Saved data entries
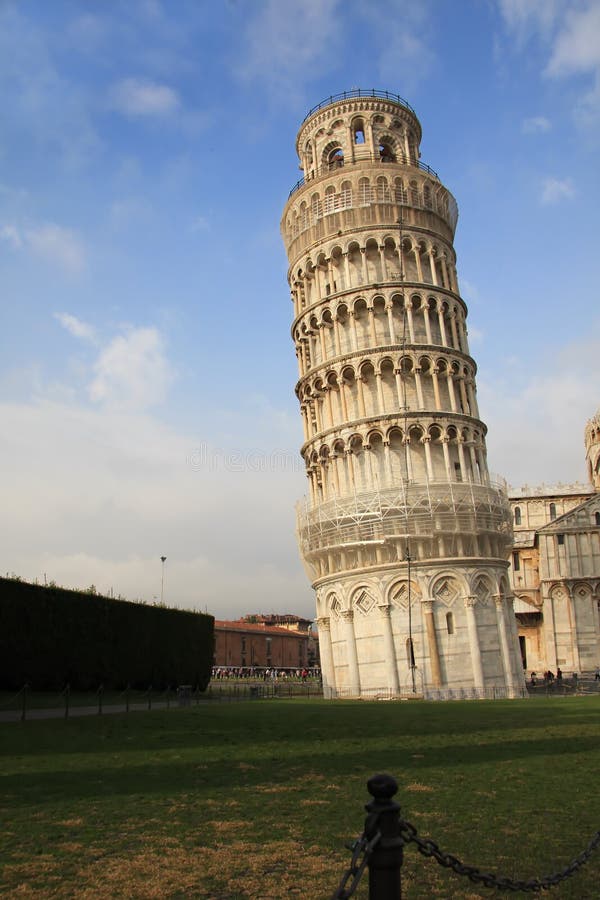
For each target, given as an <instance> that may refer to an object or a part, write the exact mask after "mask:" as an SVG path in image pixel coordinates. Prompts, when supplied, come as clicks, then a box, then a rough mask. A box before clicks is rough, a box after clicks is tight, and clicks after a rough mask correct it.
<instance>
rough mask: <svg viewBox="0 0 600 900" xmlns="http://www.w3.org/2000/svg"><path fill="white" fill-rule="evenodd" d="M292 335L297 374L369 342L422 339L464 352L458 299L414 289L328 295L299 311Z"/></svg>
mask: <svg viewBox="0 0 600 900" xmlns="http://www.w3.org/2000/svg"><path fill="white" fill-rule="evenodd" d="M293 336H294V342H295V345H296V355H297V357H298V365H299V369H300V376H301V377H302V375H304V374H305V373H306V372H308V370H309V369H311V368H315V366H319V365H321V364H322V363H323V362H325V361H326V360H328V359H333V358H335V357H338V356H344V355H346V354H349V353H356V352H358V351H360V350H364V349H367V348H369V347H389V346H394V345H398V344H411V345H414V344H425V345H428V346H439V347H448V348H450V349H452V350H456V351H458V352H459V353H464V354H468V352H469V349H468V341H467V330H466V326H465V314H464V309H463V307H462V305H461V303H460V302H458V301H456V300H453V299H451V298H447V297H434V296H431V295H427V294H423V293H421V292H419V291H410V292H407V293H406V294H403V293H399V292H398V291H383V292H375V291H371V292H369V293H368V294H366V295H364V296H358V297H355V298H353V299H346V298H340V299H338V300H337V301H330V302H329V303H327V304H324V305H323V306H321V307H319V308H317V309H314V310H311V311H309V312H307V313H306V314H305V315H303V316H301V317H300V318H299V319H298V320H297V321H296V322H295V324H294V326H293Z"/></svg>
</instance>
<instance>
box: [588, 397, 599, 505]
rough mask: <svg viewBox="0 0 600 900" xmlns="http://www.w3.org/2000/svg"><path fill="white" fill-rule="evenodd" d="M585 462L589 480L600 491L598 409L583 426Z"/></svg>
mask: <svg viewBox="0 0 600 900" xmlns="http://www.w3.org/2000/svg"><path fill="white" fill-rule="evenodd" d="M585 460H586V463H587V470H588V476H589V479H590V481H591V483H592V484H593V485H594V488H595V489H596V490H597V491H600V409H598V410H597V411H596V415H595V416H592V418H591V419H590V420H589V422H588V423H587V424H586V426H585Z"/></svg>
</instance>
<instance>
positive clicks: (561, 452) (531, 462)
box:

## YOUR TASK
Please show every line above that contains the string "rough", matching case exactly.

## SOLUTION TO THE PROBLEM
For each target, given as an <instance> that may refer to an object or a part, write the exact mask after "mask:" as an SVG path in image pixel coordinates. Prompts, when supplied, come as clicks, then a box, then a rough mask. A box before clicks is rough, a box after clicks is tight, and clicks after a rough mask correct it.
rough mask: <svg viewBox="0 0 600 900" xmlns="http://www.w3.org/2000/svg"><path fill="white" fill-rule="evenodd" d="M292 335L297 374L369 342L422 339L464 352L458 299L414 289L328 295L299 311Z"/></svg>
rough mask: <svg viewBox="0 0 600 900" xmlns="http://www.w3.org/2000/svg"><path fill="white" fill-rule="evenodd" d="M585 462L589 480L600 491L598 409L583 426Z"/></svg>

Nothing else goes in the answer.